--- Information given Enclosed Below ---
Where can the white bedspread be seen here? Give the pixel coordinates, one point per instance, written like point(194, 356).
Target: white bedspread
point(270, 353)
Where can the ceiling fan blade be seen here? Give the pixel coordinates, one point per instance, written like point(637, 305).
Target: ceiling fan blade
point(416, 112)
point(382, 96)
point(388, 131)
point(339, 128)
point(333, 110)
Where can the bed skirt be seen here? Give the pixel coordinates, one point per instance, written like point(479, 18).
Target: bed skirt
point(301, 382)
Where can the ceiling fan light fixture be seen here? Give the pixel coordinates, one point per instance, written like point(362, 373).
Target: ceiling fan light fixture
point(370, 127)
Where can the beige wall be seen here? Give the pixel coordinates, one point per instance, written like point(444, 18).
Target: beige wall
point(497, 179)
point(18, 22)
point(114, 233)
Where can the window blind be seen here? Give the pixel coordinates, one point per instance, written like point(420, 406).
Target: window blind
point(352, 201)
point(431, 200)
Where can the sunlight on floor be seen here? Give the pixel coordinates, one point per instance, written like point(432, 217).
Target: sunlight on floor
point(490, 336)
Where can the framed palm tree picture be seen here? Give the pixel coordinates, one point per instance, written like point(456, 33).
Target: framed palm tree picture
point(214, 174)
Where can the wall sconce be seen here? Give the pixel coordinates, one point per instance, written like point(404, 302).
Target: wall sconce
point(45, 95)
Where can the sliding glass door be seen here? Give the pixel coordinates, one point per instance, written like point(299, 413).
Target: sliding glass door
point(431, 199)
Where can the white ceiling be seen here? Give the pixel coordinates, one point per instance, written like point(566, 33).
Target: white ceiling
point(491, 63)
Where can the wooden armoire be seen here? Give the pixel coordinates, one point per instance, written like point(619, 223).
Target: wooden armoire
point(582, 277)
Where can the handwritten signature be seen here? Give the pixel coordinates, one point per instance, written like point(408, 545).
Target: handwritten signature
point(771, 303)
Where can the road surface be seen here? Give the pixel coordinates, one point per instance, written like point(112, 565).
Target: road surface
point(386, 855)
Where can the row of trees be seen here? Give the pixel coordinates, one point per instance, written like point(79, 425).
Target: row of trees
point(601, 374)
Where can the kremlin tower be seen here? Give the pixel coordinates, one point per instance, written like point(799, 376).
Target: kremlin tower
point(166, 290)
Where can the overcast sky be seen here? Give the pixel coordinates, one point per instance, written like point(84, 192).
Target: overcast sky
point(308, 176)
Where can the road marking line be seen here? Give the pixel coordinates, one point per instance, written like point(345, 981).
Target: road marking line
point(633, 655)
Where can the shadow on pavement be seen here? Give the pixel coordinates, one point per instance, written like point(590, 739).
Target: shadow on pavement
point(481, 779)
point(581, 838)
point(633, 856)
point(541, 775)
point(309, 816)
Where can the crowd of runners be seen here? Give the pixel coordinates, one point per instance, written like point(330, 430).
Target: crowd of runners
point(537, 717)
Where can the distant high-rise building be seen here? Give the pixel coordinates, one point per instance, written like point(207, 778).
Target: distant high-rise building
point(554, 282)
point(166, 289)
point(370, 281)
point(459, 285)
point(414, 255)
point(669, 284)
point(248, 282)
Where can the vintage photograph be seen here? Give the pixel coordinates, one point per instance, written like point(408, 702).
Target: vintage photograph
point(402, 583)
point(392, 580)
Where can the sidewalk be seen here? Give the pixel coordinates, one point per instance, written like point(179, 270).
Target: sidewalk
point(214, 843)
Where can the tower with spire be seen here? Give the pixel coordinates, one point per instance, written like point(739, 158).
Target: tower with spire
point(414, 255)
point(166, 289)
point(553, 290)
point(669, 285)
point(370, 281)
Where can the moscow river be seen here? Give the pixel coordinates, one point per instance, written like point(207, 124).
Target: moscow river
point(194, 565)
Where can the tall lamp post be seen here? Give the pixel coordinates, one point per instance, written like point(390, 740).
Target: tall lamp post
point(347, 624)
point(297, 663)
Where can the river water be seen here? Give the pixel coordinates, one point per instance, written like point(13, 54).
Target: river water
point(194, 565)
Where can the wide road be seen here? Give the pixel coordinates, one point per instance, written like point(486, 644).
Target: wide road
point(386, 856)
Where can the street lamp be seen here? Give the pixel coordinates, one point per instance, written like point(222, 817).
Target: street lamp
--- End of Enclosed Information given ---
• [What to do]
Nothing but the lines from the one containing "Where can the river" to the end of the entries belongs in the answer, and each must match exactly.

• [Solution]
Where can the river water be seen here? Give the pixel coordinates, one point per instance, written like point(13, 54).
Target: river water
point(194, 565)
Where can the wide road be seen here? Give the pixel coordinates, one point per instance, written like point(486, 644).
Target: wide road
point(386, 856)
Where can the street lamp be seen here? Give the pixel coordinates, one point per instance, written like point(222, 817).
Target: street lamp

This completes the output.